**What the exercise asks:**
Extract the listing in its entirety, keeping each line identical to the original.

Saved entries

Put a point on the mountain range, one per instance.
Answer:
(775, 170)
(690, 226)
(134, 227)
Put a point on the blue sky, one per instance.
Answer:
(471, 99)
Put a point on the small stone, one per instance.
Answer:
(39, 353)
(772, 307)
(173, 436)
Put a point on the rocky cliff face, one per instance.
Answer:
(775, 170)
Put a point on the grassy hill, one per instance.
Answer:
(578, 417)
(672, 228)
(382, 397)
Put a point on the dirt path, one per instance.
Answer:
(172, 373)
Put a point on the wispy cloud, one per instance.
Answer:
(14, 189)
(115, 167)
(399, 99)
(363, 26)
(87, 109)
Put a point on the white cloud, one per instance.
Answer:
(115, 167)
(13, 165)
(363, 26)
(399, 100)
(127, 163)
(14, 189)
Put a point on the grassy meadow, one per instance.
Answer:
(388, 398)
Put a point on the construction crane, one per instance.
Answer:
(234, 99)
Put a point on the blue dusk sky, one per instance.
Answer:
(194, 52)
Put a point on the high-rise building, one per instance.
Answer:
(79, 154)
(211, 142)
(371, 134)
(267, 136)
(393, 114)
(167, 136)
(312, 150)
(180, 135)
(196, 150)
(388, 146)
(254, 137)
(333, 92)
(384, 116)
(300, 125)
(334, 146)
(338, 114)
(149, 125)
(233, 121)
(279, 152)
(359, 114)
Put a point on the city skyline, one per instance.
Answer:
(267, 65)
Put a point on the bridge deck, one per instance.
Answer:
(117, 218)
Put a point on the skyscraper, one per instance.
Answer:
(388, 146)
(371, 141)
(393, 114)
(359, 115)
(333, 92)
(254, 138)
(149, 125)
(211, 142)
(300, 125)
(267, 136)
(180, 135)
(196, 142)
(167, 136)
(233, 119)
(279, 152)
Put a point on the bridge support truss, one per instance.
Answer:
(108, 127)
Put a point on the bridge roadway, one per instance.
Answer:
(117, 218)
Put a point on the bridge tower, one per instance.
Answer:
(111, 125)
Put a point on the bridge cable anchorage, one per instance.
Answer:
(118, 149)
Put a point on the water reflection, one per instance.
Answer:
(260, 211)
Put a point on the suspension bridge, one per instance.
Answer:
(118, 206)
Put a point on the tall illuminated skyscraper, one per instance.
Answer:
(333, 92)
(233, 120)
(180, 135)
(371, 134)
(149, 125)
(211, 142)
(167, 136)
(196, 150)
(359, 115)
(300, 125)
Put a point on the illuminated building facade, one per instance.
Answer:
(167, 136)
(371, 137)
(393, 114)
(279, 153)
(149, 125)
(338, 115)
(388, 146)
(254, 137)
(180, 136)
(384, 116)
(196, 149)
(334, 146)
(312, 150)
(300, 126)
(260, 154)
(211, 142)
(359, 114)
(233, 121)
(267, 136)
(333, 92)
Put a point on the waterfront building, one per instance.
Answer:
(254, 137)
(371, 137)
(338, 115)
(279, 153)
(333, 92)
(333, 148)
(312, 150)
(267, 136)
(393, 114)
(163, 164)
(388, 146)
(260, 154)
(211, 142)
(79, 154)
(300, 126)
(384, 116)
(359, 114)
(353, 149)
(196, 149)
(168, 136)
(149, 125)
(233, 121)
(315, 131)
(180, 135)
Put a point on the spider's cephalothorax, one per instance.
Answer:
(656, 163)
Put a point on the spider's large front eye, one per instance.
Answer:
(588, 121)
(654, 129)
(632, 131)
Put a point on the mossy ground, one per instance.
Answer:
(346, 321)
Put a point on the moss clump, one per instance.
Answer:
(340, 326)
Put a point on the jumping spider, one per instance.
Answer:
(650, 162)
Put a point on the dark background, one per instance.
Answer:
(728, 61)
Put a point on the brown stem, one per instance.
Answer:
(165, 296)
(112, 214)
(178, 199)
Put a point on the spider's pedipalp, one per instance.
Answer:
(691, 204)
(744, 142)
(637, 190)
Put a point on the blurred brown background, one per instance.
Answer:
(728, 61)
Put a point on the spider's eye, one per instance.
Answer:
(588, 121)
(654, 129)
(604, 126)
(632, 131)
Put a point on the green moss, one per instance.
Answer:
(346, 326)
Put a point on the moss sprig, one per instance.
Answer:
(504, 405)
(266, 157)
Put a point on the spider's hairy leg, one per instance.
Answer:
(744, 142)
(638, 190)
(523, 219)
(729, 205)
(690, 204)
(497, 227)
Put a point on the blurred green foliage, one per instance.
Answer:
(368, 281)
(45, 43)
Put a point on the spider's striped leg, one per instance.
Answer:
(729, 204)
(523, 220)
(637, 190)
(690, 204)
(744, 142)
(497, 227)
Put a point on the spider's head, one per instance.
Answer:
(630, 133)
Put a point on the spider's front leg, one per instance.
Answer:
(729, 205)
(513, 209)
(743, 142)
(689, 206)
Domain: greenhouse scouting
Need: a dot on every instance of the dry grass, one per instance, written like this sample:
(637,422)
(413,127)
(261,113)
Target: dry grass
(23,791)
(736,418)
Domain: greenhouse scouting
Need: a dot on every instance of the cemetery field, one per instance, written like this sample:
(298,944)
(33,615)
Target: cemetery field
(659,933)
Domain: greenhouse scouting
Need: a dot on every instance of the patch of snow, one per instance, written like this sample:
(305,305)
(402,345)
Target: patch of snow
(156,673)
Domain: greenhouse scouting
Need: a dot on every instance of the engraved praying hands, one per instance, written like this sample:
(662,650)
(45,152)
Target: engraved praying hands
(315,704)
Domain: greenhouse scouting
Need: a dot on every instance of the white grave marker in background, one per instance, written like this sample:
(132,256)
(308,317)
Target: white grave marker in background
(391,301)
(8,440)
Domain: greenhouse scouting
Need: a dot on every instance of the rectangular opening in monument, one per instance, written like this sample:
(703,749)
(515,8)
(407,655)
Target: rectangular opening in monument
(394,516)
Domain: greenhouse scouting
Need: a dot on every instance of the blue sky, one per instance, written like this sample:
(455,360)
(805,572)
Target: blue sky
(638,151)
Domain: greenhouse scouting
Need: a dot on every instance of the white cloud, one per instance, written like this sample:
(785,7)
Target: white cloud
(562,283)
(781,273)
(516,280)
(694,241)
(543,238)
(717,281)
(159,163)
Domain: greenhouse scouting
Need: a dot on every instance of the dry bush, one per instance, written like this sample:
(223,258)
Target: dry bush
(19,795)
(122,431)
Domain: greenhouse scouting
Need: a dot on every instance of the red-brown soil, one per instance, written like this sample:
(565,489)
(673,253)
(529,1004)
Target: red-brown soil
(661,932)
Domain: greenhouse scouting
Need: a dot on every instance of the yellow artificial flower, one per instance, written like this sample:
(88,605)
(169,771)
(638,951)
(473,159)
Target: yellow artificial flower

**Worked solution:**
Put a point on the mountain range, one per instance.
Answer:
(775, 170)
(690, 226)
(134, 227)
Put a point on the blue sky, one per instance.
Answer:
(471, 99)
Put a point on the small stone, one per instance.
Answer:
(39, 353)
(772, 307)
(173, 436)
Put a point on the rocky cliff face, one per instance.
Answer:
(775, 170)
Put a point on the grassy hill, one per instance.
Answer:
(578, 417)
(672, 228)
(382, 397)
Put a point on the dirt path, one per instance.
Answer:
(172, 373)
Put a point on the wispy cloud, one per instance.
Answer:
(14, 189)
(115, 167)
(399, 99)
(363, 26)
(87, 109)
Put a point on the white cloud, one per instance.
Answer:
(115, 167)
(13, 165)
(363, 26)
(399, 100)
(127, 163)
(14, 189)
Put a point on the grassy meadow, one per instance.
Answer:
(388, 398)
Put a point on the construction crane, one per instance.
Answer:
(234, 99)
Put a point on the blue dusk sky, one per instance.
Answer:
(194, 52)
Put a point on the high-rise building, one per instance.
Answer:
(79, 154)
(211, 142)
(371, 134)
(267, 136)
(393, 114)
(167, 136)
(312, 150)
(180, 135)
(196, 150)
(388, 146)
(254, 137)
(333, 92)
(384, 116)
(300, 125)
(334, 146)
(338, 114)
(149, 125)
(233, 121)
(279, 152)
(359, 114)
Put a point on the city skyline, one per instance.
Answer:
(267, 65)
Put a point on the bridge deck, one per instance.
Answer:
(117, 218)
Put a point on the skyscraper, one per instance.
Answer:
(388, 146)
(371, 141)
(393, 114)
(359, 115)
(333, 92)
(254, 138)
(149, 125)
(211, 142)
(300, 125)
(267, 136)
(180, 135)
(196, 142)
(167, 136)
(233, 119)
(279, 152)
Put a point on the bridge support truss, one per instance.
Answer:
(108, 127)
Put a point on the bridge roadway, one per instance.
Answer:
(117, 218)
Put a point on the bridge tower, one per instance.
Answer:
(111, 125)
Put a point on the bridge cable anchorage, one per instance.
Answer:
(118, 149)
Put a point on the water reflection, one per instance.
Answer:
(260, 211)
Put a point on the suspension bridge, one per instance.
Answer:
(118, 206)
Put a point on the tall illuminated skyscraper, one per instance.
Answer:
(333, 92)
(233, 120)
(180, 135)
(371, 134)
(149, 125)
(211, 142)
(167, 136)
(196, 150)
(359, 115)
(300, 125)
Put a point on the illuminated building facade, one per instance.
Answer:
(167, 136)
(371, 137)
(393, 114)
(279, 153)
(149, 125)
(338, 115)
(388, 146)
(254, 137)
(180, 136)
(384, 116)
(196, 149)
(334, 146)
(312, 150)
(300, 126)
(260, 154)
(211, 142)
(359, 114)
(233, 121)
(267, 136)
(333, 92)
Put a point on the waterfront building, one per instance.
Answer:
(254, 137)
(371, 137)
(338, 115)
(279, 153)
(333, 92)
(333, 148)
(312, 150)
(267, 136)
(393, 114)
(163, 164)
(388, 146)
(260, 154)
(211, 142)
(79, 154)
(300, 126)
(384, 116)
(359, 114)
(353, 149)
(196, 149)
(168, 136)
(149, 125)
(233, 121)
(315, 131)
(180, 135)
Put a point on the spider's cephalothorax, one per instance.
Answer:
(656, 163)
Put a point on the spider's large front eye, one per instance.
Answer:
(588, 121)
(654, 129)
(632, 131)
Put a point on the mossy ground, one per instance.
Answer:
(346, 321)
Put a point on the moss clump, one per instance.
Answer:
(340, 326)
Put a point on the jumping spider, one per instance.
Answer:
(650, 162)
Put a point on the dark background, one per instance.
Answer:
(728, 61)
Put a point on the brown stem, one per instance.
Answer:
(165, 296)
(112, 214)
(178, 199)
Put a point on the spider's pedipalp, one per instance.
Answer:
(691, 204)
(744, 142)
(637, 190)
Put a point on the blurred brown background, one per instance.
Answer:
(728, 61)
Put a point on the spider's eye, one per instance.
Answer:
(588, 121)
(654, 129)
(604, 126)
(632, 131)
Put a point on the green moss, one per instance.
Answer:
(346, 326)
Put a point on the moss sprig, one per instance.
Answer:
(504, 405)
(266, 157)
Put a point on the spider's hairy leg, one per instance.
Answer:
(744, 142)
(638, 190)
(523, 219)
(729, 205)
(690, 204)
(497, 227)
Put a point on the blurred green foliage, one per instance.
Answer:
(368, 281)
(45, 43)
Put a point on the spider's striped leg, one per instance.
Answer:
(729, 204)
(523, 220)
(637, 190)
(690, 204)
(744, 142)
(497, 227)
Put a point on the spider's head, one per instance.
Answer:
(630, 133)
Put a point on the spider's front leg, one per instance.
Answer:
(729, 205)
(513, 209)
(743, 142)
(689, 206)
Domain: greenhouse scouting
Need: a dot on every instance of the dry grass, one per instance, written like this sample:
(637,422)
(413,127)
(261,113)
Target: dry grass
(23,791)
(736,418)
Domain: greenhouse scouting
Need: a dot on every instance of the cemetery field, one per instance, written like this sample:
(298,944)
(33,615)
Target: cemetery field
(659,933)
Domain: greenhouse scouting
Need: a dot on every instance of the patch of snow, one per instance, written like this sample:
(305,305)
(402,345)
Target: patch of snow
(156,673)
Domain: greenhouse scouting
Need: a dot on every instance of the engraved praying hands, one per instance, written like this sample:
(662,650)
(45,152)
Target: engraved praying hands
(315,704)
Domain: greenhouse scouting
Need: a dot on every instance of the white grave marker in background, one per instance, written like this sample:
(132,256)
(308,317)
Target: white grave marker in background
(391,301)
(8,440)
Domain: greenhouse scouting
Need: a dot on every instance of the rectangular opening in monument, one per instance, written like this sample:
(703,749)
(515,8)
(407,655)
Target: rectangular opening in monument
(394,516)
Domain: greenhouse scouting
Need: a dot on every instance of the blue sky, one per instance, written like this sample:
(455,360)
(805,572)
Target: blue sky
(638,151)
Domain: greenhouse scouting
Need: a dot on every instance of the white cloud, one per instance, written like this sample:
(785,7)
Target: white cloud
(562,283)
(781,273)
(516,280)
(694,241)
(543,238)
(717,281)
(159,163)
Domain: greenhouse scouting
Need: a dot on every instance of the dry bush, one per instance, written like this sample:
(223,258)
Target: dry bush
(19,795)
(122,431)
Domain: greenhouse scouting
Need: a dot on every instance of the red-brown soil, one per instance, written like this sample:
(565,489)
(673,253)
(529,1004)
Target: red-brown soil
(661,932)
Domain: greenhouse scouting
Need: a dot on every instance of the yellow artificial flower, one per instance, written like this sample:
(88,605)
(169,771)
(638,951)
(473,159)
Target: yellow artificial flower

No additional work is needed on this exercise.